### [EXERCISE DETAILS]
Rewrite the lines of every item below as a numbered list, leaving out any blank lines.

### [Excerpts from a point labeling dataset]

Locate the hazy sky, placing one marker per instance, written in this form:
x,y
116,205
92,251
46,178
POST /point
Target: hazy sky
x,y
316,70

### [COMPLETE ANSWER]
1. Locate the hazy sky, placing one marker per instance, written in this form:
2. x,y
3. 116,205
4. 92,251
5. 46,178
6. POST /point
7. Target: hazy sky
8. x,y
9. 316,70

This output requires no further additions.